- **Assignment**
Report all lines below with the word "sandy".

- **Records supplied**

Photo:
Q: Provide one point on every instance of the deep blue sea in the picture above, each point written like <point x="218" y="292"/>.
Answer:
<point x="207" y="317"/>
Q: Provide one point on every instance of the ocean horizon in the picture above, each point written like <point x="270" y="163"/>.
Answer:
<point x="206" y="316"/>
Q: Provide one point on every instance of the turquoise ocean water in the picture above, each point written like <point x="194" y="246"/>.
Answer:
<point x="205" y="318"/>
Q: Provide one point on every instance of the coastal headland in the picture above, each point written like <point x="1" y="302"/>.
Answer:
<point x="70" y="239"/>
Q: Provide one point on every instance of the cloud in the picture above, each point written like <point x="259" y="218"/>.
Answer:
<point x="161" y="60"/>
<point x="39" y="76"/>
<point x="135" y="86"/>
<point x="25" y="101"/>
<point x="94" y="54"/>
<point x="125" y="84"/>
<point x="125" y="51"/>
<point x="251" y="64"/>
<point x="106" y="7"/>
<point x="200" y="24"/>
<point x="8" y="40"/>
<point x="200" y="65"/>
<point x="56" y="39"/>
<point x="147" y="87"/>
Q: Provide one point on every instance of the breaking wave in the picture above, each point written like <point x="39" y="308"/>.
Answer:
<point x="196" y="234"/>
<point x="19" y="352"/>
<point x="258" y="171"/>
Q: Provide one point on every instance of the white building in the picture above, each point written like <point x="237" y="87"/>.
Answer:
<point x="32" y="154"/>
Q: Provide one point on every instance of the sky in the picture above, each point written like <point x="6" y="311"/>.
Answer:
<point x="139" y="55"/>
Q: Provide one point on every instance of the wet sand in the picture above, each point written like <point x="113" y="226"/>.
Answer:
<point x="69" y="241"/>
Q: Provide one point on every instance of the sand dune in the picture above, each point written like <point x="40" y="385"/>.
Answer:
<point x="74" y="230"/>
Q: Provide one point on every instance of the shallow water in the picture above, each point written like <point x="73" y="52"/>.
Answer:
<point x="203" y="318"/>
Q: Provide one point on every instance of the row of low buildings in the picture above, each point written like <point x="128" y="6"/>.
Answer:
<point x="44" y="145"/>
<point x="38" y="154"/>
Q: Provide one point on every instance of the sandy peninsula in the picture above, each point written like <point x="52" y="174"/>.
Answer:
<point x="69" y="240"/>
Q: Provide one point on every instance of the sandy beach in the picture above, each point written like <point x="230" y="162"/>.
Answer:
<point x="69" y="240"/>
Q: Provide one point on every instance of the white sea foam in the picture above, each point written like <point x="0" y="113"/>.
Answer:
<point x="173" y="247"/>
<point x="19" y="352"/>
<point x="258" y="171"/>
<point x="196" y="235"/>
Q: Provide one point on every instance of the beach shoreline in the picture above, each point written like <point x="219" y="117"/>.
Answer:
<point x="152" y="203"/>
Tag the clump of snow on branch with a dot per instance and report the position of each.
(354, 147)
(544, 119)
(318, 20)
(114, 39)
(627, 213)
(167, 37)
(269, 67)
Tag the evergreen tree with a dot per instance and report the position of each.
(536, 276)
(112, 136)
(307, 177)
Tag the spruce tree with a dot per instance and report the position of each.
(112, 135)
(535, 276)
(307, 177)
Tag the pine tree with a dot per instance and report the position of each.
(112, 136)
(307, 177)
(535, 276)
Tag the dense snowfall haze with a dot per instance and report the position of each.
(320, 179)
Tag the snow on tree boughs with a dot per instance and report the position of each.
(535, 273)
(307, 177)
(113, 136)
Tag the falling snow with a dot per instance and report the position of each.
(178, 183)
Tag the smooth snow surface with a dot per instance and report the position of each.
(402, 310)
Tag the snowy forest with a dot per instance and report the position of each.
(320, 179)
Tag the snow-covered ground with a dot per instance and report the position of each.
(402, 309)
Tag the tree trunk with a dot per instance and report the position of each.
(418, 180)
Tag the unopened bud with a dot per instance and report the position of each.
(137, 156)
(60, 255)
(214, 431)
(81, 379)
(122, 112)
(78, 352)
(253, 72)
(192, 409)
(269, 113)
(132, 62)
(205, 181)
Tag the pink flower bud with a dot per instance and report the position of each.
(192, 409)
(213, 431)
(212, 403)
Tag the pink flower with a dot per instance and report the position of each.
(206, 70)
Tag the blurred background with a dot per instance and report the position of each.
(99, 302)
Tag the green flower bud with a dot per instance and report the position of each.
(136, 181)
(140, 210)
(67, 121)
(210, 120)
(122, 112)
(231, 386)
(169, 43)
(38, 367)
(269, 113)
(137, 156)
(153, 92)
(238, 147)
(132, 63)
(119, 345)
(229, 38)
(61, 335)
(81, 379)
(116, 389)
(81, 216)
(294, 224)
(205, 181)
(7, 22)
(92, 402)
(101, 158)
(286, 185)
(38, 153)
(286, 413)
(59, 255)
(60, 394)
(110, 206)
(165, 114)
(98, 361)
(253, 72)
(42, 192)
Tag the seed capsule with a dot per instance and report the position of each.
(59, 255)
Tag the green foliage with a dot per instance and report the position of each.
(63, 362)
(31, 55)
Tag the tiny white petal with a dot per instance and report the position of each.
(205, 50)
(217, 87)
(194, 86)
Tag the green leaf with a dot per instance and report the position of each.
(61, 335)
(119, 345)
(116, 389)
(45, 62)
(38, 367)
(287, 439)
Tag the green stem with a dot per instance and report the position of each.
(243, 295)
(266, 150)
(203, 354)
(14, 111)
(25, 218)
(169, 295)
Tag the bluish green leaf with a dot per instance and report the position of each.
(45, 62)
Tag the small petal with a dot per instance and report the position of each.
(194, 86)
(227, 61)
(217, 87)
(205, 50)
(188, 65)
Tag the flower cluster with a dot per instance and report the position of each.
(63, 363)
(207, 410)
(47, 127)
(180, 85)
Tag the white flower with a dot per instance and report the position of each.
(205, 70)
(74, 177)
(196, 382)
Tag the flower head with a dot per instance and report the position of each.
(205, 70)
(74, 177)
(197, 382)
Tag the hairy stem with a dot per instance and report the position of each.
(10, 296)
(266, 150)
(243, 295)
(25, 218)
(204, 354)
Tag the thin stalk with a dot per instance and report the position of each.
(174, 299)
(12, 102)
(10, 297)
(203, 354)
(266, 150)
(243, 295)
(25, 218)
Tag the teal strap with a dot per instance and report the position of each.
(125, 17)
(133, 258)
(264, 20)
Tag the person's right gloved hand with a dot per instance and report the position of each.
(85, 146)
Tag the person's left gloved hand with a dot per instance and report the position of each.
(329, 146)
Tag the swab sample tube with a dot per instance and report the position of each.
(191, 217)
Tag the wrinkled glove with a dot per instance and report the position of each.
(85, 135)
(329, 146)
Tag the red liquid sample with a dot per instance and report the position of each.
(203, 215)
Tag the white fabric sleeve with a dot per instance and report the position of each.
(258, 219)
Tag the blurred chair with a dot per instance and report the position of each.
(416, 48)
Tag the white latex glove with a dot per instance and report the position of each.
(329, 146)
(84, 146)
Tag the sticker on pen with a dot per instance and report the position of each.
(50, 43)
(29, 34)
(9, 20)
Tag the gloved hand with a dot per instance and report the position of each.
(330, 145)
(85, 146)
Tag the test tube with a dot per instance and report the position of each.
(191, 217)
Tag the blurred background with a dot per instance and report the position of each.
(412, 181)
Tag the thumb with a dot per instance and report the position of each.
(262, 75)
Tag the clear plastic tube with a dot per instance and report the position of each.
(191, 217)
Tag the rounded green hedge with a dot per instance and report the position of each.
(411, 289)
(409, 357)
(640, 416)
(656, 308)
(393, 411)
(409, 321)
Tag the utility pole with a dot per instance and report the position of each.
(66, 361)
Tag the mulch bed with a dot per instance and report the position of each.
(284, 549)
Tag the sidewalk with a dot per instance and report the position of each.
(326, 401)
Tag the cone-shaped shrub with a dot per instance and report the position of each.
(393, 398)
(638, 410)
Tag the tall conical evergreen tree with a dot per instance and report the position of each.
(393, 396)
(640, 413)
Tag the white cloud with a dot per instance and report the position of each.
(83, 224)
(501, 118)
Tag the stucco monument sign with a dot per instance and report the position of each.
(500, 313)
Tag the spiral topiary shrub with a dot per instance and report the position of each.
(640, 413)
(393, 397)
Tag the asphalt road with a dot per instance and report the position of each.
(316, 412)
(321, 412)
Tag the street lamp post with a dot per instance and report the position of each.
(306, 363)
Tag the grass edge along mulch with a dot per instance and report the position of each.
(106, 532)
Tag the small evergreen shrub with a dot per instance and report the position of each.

- **Written answer**
Q: Provide one point on every instance of the sandy peninsula in the picture above, each point written like <point x="52" y="174"/>.
Q: Provide one point on every instance of the sandy beach in the picture above, each point written like <point x="230" y="162"/>.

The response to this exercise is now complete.